IUCr activities

CIF news 4

The Crystallographic Information File (CIF) and its macromolecular extension (mmCIF) have become foundations for two key crystallographic resources, Acta Crystallographica C and the Protein Data Bank (PDB). The Powder Data File and the Inorganic Crystal Structure Database are also in the process of adopting CIF to represent experimental and structural information. The modelling and NMR communities plan to use CIF. CIF permits detailed description of each aspect of an experiment and its results in a computer readable form.

Although the structure of CIF is essentially very simple, the details can prove confusing to new users. Three of the most frequently asked questions are:

1. How are CIF data names chosen?

Each data name in CIF has to be unique so that a computer knows exactly what the data value represents. This leads to names, such as _atom_site_fract_x, that are composed of several familiar words or their abbreviations. Since a data name cannot include blanks (these are used to terminate the name), the individual elements are linked by underlines. Any character string starting with an underline could serve as a data name, but the names have been chosen so that users can see the underlying structure of the file: the names of related items start with the same string of characters. These relationships are coded into the dictionary in a rigorous way.

2. Are there user interfaces for CIF?

The web based input tool used by the Protein Data Bank is actually an editor for mmCIF, the macromolecular extension of CIF. This tool allows users to type in the required information and provides simple pull down menus for many of the data items. An editor for the core CIF used by Acta Crystallographica C is in preparation.

3. I am writing software and need an item not defined in any CIF dictionary. What can I do?

• _Input data_
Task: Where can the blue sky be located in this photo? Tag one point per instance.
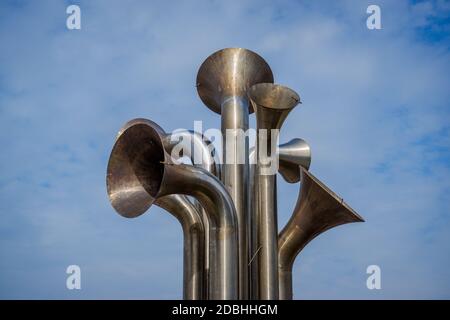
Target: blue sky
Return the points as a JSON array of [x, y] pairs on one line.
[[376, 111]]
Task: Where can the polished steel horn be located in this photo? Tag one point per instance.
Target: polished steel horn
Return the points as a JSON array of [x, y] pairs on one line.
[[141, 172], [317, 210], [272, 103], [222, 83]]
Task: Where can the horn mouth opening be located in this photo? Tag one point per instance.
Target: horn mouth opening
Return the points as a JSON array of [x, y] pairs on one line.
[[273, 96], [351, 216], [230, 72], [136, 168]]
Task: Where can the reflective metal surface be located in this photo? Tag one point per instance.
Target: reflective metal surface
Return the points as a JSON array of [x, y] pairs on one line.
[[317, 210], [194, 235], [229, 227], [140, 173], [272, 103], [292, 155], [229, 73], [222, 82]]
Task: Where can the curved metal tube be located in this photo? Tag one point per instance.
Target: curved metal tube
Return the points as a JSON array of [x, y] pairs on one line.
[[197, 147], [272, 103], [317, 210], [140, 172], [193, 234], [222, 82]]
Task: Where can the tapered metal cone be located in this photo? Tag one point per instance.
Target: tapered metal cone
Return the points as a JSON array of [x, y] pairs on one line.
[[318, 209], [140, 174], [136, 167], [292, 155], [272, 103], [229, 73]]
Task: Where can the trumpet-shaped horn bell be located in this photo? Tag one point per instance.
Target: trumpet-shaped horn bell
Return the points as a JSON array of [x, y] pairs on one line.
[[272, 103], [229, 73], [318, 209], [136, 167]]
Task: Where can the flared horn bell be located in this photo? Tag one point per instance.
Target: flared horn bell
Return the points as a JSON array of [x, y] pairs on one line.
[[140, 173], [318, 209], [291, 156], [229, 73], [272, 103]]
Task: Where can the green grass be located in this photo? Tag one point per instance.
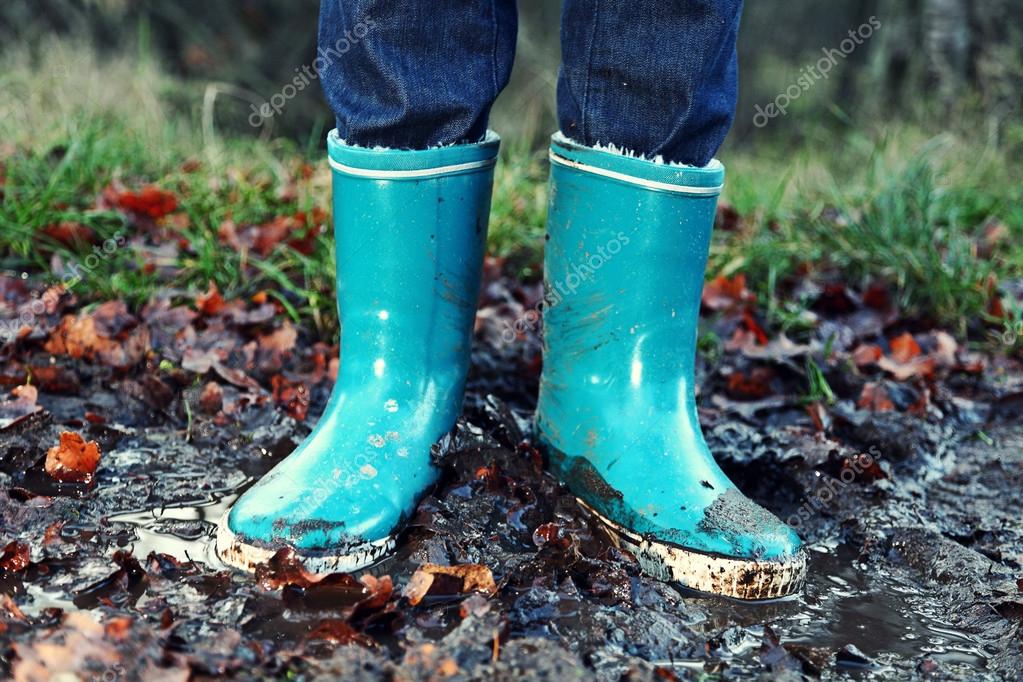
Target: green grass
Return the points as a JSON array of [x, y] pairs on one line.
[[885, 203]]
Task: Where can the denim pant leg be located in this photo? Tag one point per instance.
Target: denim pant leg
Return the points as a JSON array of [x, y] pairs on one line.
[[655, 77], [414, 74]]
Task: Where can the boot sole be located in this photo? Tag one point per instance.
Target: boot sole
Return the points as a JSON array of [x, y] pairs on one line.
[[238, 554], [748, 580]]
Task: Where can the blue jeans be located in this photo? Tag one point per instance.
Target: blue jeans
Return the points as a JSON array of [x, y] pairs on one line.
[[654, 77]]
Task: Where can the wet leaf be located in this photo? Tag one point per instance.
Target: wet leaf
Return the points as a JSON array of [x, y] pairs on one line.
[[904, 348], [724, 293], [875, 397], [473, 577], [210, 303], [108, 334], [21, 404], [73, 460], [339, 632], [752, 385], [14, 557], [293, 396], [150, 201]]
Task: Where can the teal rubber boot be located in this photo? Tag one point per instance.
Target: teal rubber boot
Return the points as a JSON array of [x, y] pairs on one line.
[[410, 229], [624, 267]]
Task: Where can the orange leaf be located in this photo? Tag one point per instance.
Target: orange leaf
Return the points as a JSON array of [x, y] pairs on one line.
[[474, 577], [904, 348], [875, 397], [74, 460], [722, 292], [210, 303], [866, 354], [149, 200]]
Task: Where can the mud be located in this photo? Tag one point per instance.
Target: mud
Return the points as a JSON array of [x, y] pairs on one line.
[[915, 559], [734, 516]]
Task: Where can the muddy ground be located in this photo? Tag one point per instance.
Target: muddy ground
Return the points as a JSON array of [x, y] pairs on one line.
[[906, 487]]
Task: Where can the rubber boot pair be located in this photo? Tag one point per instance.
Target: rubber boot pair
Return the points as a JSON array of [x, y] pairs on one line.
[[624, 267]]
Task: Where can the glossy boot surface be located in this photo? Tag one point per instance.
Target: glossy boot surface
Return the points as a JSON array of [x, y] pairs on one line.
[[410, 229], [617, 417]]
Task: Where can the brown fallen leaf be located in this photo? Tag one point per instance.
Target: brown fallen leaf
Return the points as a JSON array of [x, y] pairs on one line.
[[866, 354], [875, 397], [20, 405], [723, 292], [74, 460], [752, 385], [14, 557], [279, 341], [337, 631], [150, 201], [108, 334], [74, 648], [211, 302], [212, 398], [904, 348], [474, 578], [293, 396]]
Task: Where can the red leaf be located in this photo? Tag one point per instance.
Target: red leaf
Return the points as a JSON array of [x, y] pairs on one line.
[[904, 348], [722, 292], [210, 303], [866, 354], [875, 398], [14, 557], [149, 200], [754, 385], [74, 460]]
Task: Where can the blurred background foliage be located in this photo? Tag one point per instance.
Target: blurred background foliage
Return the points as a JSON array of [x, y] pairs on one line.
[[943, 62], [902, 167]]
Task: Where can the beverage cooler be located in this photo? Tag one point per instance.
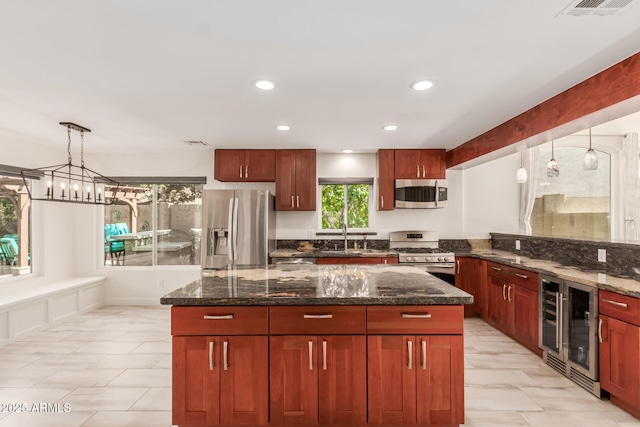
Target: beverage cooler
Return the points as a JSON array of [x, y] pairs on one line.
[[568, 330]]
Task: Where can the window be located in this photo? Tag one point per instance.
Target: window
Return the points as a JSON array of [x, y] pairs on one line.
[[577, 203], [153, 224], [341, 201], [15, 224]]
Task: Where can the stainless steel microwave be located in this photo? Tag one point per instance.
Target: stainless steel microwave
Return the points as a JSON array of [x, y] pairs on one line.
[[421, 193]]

• _What you will do_
Resume the CIF news text from where it stops.

• _Task answer_
In the short-term you can define local data names for items and include them in a CIF. The data item must follow the CIF syntax and must not duplicate an existing CIF data name. This can be achieved by incorporating a distinctive string (such as the name of the laboratory) into the data name. One of the CIF syntax rules is that a program should ignore any data item whose name it does not recognize. Thus the presence of a local data name will not invalidate the CIF and will not prevent it being read by other programs.

If your programs or files are distributed to other laboratories, you may wish to register a local prefix with COMCIFS, the committee responsible for the maintenance of the CIF standard. This prefix would appear as the first element in any data name defined in the local dictionary. If the prefix is registered, a user can then track down the local dictionary. In the future, applications will automatically be able to locate a registered local dictionary on the web and transparently concatenate it with the CIF dictionary currently being used. To register a local dictionary name contact Brian McMahon at bm@iucr.org.

If the new data item is likely to be of more general interest, it should be added to one of the CIF dictionaries. In this case, you should contact the appropriate Dictionary Management Group (David Brown at idbrown@mcmaster.ca for the core dictionary, Helen Berman at berman@rcsb.rutgers.edu for the macromolecular dictionary and Brian Toby at brian.toby@nist.gov for the powder dictionary). They will be able to advise on the procedure for creating a new CIF data name. Contact David Brown or Brian McMahon if you are not sure which dictionary is appropriate.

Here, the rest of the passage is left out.